Excerpt from a dataset:
— BEGIN —

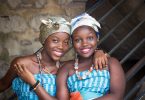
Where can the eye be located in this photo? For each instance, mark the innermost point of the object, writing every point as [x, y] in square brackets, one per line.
[66, 42]
[90, 38]
[78, 40]
[55, 40]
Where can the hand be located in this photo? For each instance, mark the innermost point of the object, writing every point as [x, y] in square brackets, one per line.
[25, 74]
[100, 59]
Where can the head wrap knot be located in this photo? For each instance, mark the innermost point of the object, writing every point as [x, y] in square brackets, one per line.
[87, 20]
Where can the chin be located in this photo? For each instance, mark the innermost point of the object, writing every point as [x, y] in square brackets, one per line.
[56, 58]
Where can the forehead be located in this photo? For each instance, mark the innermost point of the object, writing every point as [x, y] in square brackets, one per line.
[60, 35]
[82, 30]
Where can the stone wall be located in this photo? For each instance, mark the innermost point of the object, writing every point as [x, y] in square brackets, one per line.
[19, 26]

— END —

Goal: Scale the listing by rewriting every line of it with the wording unchanged, multiplying each x and y coordinate in the answers by 1.25 and rounding to the nearest whole number, with halves rounded up. Leave the pictures out.

Exercise answer:
Where can the eye be located in this photo? For each instance, mark the innermost point of the object, writing every point as [x, y] in square brackets, one per line.
[83, 53]
[113, 48]
[98, 50]
[69, 50]
Where can the hand be located in this photo? For each instance, mark the innermost point of the object, writing every point as [x, y] in square brackets, one per line.
[31, 93]
[125, 74]
Where can the head wrap knot be located in this photo? For each instance, mark the innermost point of the object, writing every point as [x, y] in square brackets, one per line.
[109, 25]
Where can the chin be located in this photo? For each instance, mark the innermost point of the object, writing every point as [x, y] in square brackets, one per line.
[70, 73]
Where can the forehead be located in this photo? For each instance, mark the innermost point of the object, writing every point as [x, y] in square brackets, one per line.
[75, 44]
[103, 38]
Where can the stone wall be located in this photo? For each instance, mark the innermost point of the object, writing every point as [x, y] in square brackets, one per line.
[24, 33]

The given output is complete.